Text segment:
· · · · · · ·

Any body have idea? hope for the best.

anders · June 9, 2023, 1:51am

and this are some error logs:

Weights exist at dist/models/vicuna-7b-delta-v0, skipping download. Using path “dist/models/vicuna-7b-delta-v0” for model “vicuna-7b-delta-v0” Database paths: [‘log_db/dolly-v2-3b’, ‘log_db/redpajama-3b-q4f16’, ‘log_db/redpajama-3b-q4f32’, ‘log_db/rwkv-raven-1b5’, ‘log_db/rwkv-raven-3b’, ‘log_db/rwkv-raven-7b’, ‘log_db/vicuna-v1-7b’] Target configured: cuda -keys=cuda,gpu -arch=sm_70 -max_num_threads=1024 -max_shared_memory_per_block=49152 -max_threads_per_block=1024 -registers_per_block=65536 -thread_warp_size=32 Automatically using target for weight quantization: cuda -keys=cuda,gpu -arch=sm_70 -max_num_threads=1024 -max_shared_memory_per_block=49152 -max_threads_per_block=1024 -registers_per_block=65536 -thread_warp_size=32 Traceback (most recent call last): File “build.py”, line 420, in main() File “build.py”, line 398, in main mod = mod_transform_before_build(mod, params, ARGS) File “build.py”, line 281, in mod_transform_before_build new_params = utils.transform_params(mod_transform, model_params, args) File “/home/repo/mlc-llm/mlc_llm/utils.py”, line 255, in transform_params vm = relax.vm.VirtualMachine(ex, device) File “/home//repo/tvm-unity/python/tvm/runtime/relax_vm.py”, line 81, in init rt_mod = rt_mod.jit() File “/home//repo/tvm-unity/python/tvm/relax/vm_build.py”, line 89, in jit not_runnable_list = self.mod._collect_from_import_tree(_not_runnable) File “/home/repo/tvm-unity/python/tvm/runtime/module.py”, line 426, in _collect_from_import_tree assert ( AssertionError: Module stackvm should be either dso exportable or binary serializable.

Hzfengsy · June 9, 2023, 3:06am

vicuna-7b-delta-v0 is only a DELTA weight based on LLAMA, there is a statement in the HF repo:

NOTE: This “delta model” cannot be used directly. Users have to apply it on top of the original LLaMA weights to get actual Vicuna weights. See GitHub - lm-sys/FastChat: An open platform for training, serving, and evaluating large language models. Release repo for Vicuna and Chatbot Arena. for instructions.

· · · · · · ·

Exercise description:
Retype the part of the forum thread from "Hzfengsy · June" up to and including "Arena. for instructions.", character for character.

· · · · · · ·

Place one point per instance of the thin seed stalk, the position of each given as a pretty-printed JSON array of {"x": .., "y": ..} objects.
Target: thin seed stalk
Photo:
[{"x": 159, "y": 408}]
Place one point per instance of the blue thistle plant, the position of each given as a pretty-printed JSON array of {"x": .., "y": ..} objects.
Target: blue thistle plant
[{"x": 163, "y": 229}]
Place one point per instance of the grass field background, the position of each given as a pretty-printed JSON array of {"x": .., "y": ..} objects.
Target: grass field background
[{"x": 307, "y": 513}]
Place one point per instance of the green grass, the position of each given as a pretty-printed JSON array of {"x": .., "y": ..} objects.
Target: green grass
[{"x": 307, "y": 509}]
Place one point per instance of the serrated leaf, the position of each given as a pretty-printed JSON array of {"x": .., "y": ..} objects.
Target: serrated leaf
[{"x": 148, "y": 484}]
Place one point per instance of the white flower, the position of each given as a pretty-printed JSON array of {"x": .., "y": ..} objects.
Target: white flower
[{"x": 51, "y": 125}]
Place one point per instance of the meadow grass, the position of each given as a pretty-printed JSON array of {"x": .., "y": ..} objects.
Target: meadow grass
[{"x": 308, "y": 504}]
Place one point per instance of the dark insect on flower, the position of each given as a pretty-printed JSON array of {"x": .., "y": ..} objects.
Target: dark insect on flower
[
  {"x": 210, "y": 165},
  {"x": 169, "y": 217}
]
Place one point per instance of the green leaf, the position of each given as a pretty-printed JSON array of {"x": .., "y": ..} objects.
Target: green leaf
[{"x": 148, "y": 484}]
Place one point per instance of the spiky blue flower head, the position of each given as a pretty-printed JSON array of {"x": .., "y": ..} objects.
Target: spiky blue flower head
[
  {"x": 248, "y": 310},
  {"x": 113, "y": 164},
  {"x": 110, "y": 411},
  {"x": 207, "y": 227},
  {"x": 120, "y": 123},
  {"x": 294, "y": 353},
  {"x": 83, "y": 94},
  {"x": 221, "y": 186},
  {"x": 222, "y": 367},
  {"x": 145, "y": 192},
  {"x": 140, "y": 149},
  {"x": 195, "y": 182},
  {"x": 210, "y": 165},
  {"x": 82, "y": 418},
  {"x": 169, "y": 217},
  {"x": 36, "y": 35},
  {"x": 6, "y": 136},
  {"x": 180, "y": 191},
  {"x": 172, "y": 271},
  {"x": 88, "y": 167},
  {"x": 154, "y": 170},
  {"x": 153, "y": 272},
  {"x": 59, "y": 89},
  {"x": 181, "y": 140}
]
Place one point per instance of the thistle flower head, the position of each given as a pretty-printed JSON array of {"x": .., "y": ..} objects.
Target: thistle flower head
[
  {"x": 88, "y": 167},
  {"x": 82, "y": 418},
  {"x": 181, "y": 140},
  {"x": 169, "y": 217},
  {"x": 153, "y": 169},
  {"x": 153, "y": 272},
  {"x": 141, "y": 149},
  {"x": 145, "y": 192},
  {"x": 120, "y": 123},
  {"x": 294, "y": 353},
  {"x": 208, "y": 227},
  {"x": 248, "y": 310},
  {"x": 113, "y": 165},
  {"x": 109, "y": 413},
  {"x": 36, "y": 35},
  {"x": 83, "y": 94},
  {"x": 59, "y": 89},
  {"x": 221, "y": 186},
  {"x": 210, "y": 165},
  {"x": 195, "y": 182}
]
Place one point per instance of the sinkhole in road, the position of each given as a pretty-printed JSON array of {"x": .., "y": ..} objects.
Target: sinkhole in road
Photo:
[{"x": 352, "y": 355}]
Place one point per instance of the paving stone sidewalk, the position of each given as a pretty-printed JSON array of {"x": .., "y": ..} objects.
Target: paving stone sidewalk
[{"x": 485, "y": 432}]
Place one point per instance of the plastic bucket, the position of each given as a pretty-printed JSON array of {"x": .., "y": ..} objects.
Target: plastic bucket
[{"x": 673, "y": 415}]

· · · · · · ·

Answer area:
Hzfengsy · June 9, 2023, 3:06am

vicuna-7b-delta-v0 is only a DELTA weight based on LLAMA, there is a statement in the HF repo:

NOTE: This “delta model” cannot be used directly. Users have to apply it on top of the original LLaMA weights to get actual Vicuna weights. See GitHub - lm-sys/FastChat: An open platform for training, serving, and evaluating large language models. Release repo for Vicuna and Chatbot Arena. for instructions.